** START **

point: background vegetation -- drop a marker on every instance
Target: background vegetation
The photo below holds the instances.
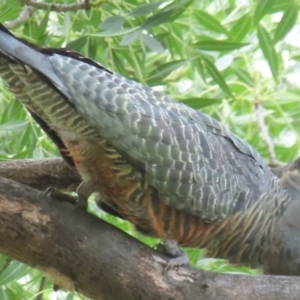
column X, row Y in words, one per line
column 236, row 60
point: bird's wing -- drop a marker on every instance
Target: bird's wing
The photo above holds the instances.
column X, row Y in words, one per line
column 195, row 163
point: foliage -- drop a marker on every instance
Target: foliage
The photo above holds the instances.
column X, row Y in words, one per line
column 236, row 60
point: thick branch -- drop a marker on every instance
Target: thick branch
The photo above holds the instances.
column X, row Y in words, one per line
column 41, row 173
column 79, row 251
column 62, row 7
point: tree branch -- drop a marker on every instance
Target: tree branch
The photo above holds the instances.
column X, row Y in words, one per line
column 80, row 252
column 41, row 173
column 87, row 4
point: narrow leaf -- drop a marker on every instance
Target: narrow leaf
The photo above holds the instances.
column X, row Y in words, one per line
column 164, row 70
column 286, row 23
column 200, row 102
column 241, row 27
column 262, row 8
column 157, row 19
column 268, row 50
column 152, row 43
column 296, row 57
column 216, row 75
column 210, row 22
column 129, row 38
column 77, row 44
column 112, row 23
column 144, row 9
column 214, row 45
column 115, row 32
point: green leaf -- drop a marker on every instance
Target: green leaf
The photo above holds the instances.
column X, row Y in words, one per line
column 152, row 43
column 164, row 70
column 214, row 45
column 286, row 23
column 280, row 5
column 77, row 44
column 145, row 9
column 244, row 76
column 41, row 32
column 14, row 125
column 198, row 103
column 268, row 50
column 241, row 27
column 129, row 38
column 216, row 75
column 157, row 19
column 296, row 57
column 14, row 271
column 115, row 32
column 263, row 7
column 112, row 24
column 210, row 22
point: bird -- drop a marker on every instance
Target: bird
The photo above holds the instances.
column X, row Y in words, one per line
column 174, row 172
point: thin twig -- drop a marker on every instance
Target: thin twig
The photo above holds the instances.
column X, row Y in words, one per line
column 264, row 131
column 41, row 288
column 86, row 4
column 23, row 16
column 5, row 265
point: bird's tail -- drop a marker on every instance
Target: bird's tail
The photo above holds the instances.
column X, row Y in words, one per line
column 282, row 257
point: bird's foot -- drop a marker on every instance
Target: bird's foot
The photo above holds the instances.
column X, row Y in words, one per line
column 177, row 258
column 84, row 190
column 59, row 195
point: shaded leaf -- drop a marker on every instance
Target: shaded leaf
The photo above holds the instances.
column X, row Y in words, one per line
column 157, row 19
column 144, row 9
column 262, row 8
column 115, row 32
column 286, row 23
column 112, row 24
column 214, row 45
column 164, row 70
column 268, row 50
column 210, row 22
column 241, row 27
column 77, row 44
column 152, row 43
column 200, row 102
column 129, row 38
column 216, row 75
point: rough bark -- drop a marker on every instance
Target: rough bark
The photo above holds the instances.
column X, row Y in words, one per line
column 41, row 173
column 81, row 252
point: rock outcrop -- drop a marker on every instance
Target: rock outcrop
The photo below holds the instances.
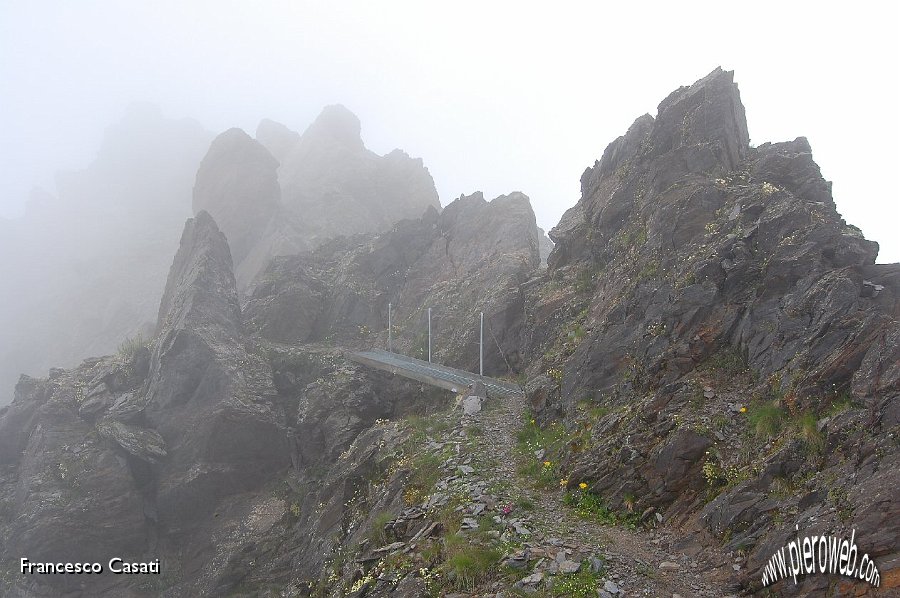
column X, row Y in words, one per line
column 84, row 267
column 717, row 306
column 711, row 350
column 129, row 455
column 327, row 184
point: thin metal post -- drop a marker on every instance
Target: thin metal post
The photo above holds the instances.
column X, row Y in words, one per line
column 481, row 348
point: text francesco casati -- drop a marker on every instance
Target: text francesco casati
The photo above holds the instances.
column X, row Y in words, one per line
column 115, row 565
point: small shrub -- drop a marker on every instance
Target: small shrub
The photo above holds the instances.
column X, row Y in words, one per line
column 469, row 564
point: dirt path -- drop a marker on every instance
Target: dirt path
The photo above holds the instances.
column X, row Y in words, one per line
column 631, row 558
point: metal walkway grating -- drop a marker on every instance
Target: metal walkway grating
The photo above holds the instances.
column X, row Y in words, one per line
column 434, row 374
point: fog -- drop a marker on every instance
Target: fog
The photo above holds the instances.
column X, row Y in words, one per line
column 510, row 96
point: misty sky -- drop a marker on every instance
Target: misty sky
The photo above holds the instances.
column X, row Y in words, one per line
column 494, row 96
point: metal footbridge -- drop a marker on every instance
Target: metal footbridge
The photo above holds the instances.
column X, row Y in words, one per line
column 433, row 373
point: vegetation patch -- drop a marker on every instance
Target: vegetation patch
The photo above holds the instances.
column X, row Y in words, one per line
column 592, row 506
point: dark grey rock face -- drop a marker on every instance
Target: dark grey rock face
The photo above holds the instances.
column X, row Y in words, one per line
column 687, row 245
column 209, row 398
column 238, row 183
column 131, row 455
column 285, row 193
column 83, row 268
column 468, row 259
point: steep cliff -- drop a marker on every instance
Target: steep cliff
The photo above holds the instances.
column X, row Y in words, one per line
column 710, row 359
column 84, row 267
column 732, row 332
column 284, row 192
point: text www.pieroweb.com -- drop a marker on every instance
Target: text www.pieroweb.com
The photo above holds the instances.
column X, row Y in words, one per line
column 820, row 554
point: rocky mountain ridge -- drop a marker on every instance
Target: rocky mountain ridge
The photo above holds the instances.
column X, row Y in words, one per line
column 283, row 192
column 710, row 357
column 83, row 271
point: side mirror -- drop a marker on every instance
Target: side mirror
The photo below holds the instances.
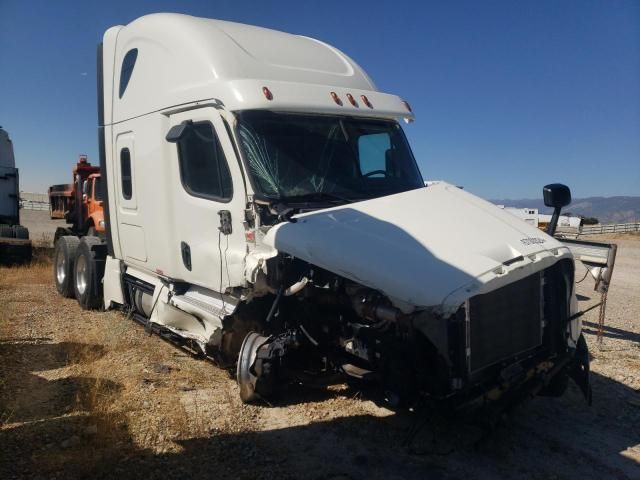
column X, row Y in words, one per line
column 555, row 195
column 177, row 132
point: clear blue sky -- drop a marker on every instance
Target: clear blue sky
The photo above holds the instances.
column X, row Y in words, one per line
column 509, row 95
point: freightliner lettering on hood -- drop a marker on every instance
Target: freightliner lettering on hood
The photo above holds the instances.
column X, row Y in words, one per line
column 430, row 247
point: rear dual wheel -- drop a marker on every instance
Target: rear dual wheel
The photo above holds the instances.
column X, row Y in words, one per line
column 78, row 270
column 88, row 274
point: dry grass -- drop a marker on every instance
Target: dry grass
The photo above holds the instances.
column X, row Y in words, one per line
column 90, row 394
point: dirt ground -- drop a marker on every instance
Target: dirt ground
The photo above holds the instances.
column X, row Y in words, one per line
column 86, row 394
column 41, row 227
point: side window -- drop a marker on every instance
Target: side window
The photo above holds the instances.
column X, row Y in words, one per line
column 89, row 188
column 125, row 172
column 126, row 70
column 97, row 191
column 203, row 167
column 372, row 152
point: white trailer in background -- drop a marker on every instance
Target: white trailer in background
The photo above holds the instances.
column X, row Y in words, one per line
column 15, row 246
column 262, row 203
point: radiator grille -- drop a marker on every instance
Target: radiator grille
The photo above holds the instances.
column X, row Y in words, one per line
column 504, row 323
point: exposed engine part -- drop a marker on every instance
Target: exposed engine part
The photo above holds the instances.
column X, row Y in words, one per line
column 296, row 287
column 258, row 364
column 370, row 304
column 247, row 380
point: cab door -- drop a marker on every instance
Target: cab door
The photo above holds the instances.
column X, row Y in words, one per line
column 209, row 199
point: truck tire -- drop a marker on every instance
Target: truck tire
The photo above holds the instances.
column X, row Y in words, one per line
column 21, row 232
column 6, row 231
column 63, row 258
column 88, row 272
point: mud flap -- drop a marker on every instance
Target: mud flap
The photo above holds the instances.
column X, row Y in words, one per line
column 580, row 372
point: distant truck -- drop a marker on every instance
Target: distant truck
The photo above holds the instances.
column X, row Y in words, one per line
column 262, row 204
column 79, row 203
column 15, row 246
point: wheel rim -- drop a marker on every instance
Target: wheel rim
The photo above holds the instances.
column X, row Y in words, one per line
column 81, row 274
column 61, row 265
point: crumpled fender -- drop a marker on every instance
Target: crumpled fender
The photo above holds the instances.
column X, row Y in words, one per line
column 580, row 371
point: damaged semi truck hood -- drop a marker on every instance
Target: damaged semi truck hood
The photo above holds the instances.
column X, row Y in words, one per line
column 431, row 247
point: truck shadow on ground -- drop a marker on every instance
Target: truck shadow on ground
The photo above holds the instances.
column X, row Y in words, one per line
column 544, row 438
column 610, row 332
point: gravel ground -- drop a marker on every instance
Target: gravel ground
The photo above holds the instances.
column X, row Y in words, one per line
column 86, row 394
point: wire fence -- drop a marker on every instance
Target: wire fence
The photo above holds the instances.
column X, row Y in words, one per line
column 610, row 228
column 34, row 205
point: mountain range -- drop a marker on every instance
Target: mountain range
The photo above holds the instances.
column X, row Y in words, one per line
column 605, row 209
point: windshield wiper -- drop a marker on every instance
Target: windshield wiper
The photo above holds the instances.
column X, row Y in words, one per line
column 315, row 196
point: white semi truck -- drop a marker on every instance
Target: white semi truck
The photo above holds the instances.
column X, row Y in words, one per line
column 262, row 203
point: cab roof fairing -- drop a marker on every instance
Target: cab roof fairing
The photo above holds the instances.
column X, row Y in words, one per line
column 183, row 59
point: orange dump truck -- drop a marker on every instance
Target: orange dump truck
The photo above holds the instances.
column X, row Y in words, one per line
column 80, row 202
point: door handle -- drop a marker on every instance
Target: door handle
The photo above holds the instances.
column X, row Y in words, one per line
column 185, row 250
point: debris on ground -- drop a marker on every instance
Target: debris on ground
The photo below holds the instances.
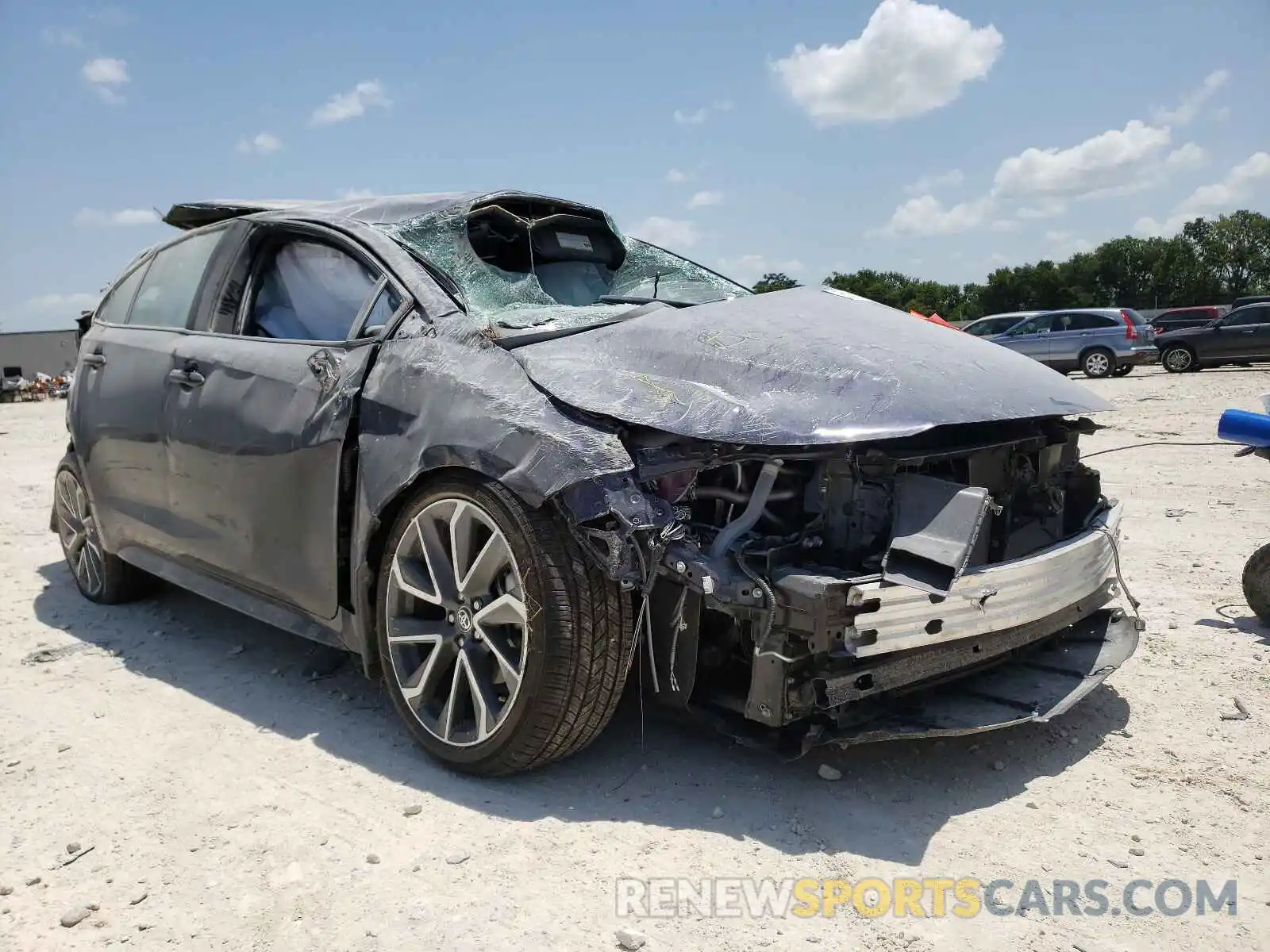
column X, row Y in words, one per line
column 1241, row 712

** END **

* **Work to do**:
Please rewrite the entries from the start of the records through the line with "column 174, row 172", changing "Target" to "Label" wherever it appears and leaving everything else the same. Omit the pictures from your answer.

* **Result of the exercise**:
point: background vegetation -- drop a marker on every instance
Label: background vegetation
The photo below holds the instances.
column X, row Y in words, one per line
column 236, row 60
point: bird's wing -- drop a marker on every instance
Label: bird's wing
The photo above holds the instances.
column X, row Y in words, one per line
column 195, row 163
point: foliage -- drop a marker on every instance
Label: foliage
The photo above holds the instances.
column X, row Y in words, one per line
column 236, row 60
point: thick branch -- drop a marker on every instance
Label: thick branch
The photo above holds the instances.
column X, row Y in words, one per line
column 41, row 173
column 79, row 251
column 62, row 7
point: tree branch -- drop a marker on every instance
Label: tree branch
The photo above holds the instances.
column X, row Y in words, one per line
column 80, row 252
column 41, row 173
column 87, row 4
point: narrow leaf -- drop a marker on every instance
Label: narrow leaf
The photo above holds the instances.
column X, row Y in words, one per line
column 164, row 70
column 286, row 23
column 200, row 102
column 241, row 27
column 262, row 8
column 157, row 19
column 268, row 50
column 152, row 43
column 296, row 57
column 216, row 75
column 210, row 22
column 129, row 38
column 77, row 44
column 112, row 23
column 144, row 9
column 214, row 45
column 115, row 32
point: green leaf -- drop a marker on every instance
Label: green leaf
The photo above holds the instances.
column X, row Y in words, one per line
column 152, row 43
column 164, row 70
column 214, row 45
column 286, row 23
column 280, row 5
column 77, row 44
column 145, row 9
column 244, row 76
column 41, row 32
column 14, row 125
column 198, row 103
column 268, row 50
column 241, row 27
column 129, row 38
column 216, row 75
column 157, row 19
column 296, row 57
column 14, row 271
column 115, row 32
column 263, row 7
column 112, row 24
column 210, row 22
point: bird -- drop a marker on every instance
Label: bird
The photo above holds the instances.
column X, row Y in words, one per line
column 174, row 172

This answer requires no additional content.